### [ОПИСАНИЕ ЗАДАНИЯ]
Напишите продолжение текста о Шмелёве и русской интеллигенции, начиная сразу после его последнего предложения.

В рассказе «Свет вечный» (1937) рассказчик-интеллигент вдруг прозревает истину, открывшуюся ему в незначительном внешне событии. Остановившись на ночлег у крепкого религиозными устоями мужика, он, не усомнившись в своей правоте, начал ужинать колбасою — в Великий Пяток — и тем соблазнил младшего из сыновей благочестивого хозяина: парень украдкой отрезал себе кусок от початого круга, не в силах устоять. Узнавший о том отец призвал его к себе.
«Юное его лицо сказало всё
. Стал перед отцом, потупясь. Стыд, жгучий стыд, покорность, безответность, сознание неотвратимого и должного— было во всей его фигуре. Такое детское и чистое сознание вины и — искупления. Мне вдруг открылось, что это — за мою вину» (3,221–222).Шмелёв в том призывает всех покаяться, признав и свою
вину.А то ведь всё на других кивают: мы-де сами-то чисты…
Не зная Православия, интеллигент всегда готов к мысли об «обновлении» религии. Персонаж рассказа «Два Ивана» (1924), радостно встретивший революцию, не сомневаясь утверждает: «И Церковь обновится… и там будет революция!» (2,40). В свой срок он стал жертвою всех этих бесовских событий.
Важнейшая мысль Шмелёва: интеллигенция, не имевшая веры, смогла увидеть в истории России только дурное. Это и причина и следствие того, что Россия оказалась чуждой интеллигентскому сознанию, и интеллигенция осталась ей чужою.
«Наша интеллигенция безотчётно и безоглядно хватала всё, что вином ударяло в голову, — до безбрежья социализма. <…> От «ума» вкусила, поверила только пяти чувствам — и отвергла Бога: сделала богом человека. Она любила минутно и отлюбила множество идеалов и кумиров. Руководимая отсветами религий, «до слёз наслаждения» спорила о правде и справедливости и взяла за маяк — туманность. Этот маяк был для народа смутен. Народ вынашивал своего, Живого
Бога Правды, ему доступного, веления Коего непреложны. Народ понимал чутко и Свет, и Тьму, грех и духовный подвиг. Этого Бога в народе не раскрыли: ему показали иного бога — его самого, человечество, — бога-призрак. Народ сводили с высот духовных, вели от Источника, к Которому он тянулся. Над его «суевериями» издевались. Над миллиардами вёрст святой страды, над путями к Угодникам — смеялись. Теперь эти пути закрыты, и останки Великих Духом с издёвкой кинуты. <…> Народу показывали в далях туманный призрак. Ему давали тусклые «гуманистические идеалы»— мало ему понятное. Народу-мистику, жадному до глубин духовных, указали пустую отмель. Он Живого Бога хотел — ему указали мёртвого. Он ожидал Неба — ему предложили землю, глушили совесть. Ему с исступлением внушали: человечество, свобода, равенство, братство» (2,437).Вот православная мудрость: гуманистический идеал «царства на земле»— причина всех зол.

### [ПЕРЕЧЕНЬ ЗАПИСЕЙ]
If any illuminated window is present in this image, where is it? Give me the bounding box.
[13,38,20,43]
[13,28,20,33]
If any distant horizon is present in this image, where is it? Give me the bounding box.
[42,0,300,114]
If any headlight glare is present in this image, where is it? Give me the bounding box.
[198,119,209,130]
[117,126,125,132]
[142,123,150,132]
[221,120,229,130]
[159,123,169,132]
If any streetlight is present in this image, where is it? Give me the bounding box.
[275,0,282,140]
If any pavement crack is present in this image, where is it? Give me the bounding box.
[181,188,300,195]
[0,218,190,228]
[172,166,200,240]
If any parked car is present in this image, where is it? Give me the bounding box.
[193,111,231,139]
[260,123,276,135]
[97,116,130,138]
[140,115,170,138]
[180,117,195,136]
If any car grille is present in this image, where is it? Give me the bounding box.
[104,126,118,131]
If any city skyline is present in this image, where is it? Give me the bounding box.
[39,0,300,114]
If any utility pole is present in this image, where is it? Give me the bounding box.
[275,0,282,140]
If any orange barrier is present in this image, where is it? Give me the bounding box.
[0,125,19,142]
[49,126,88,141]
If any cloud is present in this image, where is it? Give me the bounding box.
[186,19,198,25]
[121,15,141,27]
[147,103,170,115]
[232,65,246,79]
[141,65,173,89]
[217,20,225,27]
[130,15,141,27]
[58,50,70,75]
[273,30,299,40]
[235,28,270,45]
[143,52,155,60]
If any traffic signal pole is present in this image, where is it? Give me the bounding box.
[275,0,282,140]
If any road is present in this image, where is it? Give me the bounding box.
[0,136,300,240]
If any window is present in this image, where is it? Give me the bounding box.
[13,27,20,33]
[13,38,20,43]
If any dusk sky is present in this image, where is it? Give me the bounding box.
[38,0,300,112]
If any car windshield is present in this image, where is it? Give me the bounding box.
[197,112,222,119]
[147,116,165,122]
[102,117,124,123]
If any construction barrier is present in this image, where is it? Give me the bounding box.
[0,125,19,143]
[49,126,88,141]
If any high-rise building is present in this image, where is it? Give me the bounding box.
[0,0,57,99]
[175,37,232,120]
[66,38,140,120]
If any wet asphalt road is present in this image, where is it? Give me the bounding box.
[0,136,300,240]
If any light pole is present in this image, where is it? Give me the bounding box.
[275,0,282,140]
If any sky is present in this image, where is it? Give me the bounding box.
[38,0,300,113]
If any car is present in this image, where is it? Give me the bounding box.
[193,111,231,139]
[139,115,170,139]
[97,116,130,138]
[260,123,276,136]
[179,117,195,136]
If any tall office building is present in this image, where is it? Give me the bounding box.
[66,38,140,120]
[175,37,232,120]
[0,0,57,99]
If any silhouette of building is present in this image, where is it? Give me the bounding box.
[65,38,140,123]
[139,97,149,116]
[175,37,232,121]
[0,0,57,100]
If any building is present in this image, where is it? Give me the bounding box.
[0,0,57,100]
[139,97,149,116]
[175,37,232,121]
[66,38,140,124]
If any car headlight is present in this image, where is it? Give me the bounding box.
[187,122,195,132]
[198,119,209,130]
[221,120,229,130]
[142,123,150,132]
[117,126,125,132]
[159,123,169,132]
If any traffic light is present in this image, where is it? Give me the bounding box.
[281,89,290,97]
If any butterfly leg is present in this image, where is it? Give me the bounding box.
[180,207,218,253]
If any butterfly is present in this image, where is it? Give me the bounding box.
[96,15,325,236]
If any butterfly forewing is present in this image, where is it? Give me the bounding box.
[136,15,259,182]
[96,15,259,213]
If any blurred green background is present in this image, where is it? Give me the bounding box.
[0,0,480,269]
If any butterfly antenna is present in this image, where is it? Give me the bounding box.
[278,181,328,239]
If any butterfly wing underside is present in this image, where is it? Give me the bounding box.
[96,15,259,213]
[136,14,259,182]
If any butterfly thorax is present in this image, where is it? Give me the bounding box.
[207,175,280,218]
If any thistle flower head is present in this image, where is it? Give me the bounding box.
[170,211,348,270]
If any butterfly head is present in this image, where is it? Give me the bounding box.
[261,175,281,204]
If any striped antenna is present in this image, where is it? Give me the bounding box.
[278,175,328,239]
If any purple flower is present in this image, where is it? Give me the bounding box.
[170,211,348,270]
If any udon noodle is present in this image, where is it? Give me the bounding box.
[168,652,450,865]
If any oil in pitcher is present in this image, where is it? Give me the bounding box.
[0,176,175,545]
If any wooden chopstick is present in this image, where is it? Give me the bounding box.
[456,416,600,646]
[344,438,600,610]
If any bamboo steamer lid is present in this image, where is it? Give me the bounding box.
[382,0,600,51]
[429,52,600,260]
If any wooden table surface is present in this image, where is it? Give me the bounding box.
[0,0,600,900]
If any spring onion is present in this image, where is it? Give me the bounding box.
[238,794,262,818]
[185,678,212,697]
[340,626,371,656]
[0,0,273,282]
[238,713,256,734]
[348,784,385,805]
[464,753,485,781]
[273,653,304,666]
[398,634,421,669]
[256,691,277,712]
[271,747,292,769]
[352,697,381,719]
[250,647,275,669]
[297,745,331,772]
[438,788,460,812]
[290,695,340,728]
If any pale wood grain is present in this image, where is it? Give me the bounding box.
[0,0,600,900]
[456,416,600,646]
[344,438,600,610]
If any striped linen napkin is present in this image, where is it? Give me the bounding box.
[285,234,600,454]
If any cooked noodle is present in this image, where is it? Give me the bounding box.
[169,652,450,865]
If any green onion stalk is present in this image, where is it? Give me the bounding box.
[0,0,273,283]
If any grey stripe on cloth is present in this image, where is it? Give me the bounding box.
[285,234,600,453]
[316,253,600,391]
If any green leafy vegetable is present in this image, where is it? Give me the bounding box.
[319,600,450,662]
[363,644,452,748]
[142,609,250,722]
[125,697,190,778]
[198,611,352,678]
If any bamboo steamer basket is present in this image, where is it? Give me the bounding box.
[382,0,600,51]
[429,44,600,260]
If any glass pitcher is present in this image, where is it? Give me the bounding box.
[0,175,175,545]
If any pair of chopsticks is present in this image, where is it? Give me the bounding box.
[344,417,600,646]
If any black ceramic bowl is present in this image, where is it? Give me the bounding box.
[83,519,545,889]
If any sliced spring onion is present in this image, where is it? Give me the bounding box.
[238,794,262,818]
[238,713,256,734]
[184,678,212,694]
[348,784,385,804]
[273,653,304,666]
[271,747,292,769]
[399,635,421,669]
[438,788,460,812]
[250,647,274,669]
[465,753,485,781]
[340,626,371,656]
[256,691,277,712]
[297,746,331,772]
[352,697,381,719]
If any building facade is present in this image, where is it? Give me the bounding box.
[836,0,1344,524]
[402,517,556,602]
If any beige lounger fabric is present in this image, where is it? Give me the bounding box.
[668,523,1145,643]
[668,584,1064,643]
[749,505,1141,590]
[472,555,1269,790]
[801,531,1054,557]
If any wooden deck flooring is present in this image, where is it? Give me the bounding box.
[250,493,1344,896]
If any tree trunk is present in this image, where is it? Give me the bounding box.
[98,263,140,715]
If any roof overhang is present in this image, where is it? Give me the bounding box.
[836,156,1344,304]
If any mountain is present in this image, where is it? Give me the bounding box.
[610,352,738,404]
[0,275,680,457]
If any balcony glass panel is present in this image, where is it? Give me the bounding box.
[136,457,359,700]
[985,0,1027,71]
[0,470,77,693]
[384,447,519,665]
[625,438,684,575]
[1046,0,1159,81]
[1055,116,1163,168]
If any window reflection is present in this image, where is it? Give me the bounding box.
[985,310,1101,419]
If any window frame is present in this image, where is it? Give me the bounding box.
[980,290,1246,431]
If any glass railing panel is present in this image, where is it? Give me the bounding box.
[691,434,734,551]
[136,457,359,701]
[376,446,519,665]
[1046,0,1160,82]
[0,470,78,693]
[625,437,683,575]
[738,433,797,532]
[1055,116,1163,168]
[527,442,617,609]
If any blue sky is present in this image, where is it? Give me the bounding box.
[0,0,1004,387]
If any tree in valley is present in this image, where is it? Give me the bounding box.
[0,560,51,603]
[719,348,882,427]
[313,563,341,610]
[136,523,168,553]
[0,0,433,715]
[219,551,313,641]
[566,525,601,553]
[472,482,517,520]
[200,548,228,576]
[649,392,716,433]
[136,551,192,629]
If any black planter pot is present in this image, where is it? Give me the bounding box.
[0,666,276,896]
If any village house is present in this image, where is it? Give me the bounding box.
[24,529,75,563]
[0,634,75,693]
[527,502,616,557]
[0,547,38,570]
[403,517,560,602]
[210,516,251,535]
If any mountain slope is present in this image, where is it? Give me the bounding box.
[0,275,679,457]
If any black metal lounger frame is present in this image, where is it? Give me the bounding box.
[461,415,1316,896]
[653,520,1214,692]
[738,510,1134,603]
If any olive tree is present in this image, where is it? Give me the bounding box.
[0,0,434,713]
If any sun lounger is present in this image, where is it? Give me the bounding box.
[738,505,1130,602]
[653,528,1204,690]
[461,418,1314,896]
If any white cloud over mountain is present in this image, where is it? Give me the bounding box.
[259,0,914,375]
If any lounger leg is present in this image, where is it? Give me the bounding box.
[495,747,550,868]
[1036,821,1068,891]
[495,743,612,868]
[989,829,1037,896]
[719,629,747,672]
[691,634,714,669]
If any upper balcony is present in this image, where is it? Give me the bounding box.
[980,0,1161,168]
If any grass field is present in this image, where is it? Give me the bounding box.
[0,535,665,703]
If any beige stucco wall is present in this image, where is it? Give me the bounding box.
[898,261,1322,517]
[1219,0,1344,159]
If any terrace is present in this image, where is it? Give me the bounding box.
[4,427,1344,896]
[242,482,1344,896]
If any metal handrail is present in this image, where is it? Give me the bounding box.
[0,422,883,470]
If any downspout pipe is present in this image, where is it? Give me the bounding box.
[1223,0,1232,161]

### [ОТВЕТ]
Шмелёв пророчески предрекает: «Из этой религии только плоти выход один — в тупик» (2,438). Подобно Достоевскому, он разоблачает фальшь понятий свободы, равенства и братства — в их безрелигиозном понимании.
Свобода? «Борясь со смертной природой, не могут демократы создать свободы. Свобода там, где обуздываем себя, во имя Освобождения Величайшего, во имя вселенских целей. Что проку, если получим и все свободы по парламентскому декрету, а самой главной, свободы духа, и не получим?! останемся рабами плоти?! А свободы духа не даст никакой парламент. Тогда — грызня. Ибо мы — сами боги» (2,438).
Равенство? «У демократии-невера нет тонкого инструмента, который равняет без обиды, чудесной почвы, на которой все равны перед Безпредельным! Равенство во Христе: равенство дружных, Христовых, достижений!» (2,438).
Братство? «Не в силах они ввести братства: братство не от ума рождается, а из живого сердца, которое носит Бога» (2,438).
Шмелёв верно понял порочность насаждаемой демократии: она не сознаёт того, на что должна истинно опираться:
«Я не отвергаю народовластия — народной души и воли. Да будет оно! Оно — на основе Христовой Правды» (2,439).
Одно сомнительно: допустит ли то демократия, захочет ли опереться на такую основу. Ведь сущность демократии: равнодушие к Истине.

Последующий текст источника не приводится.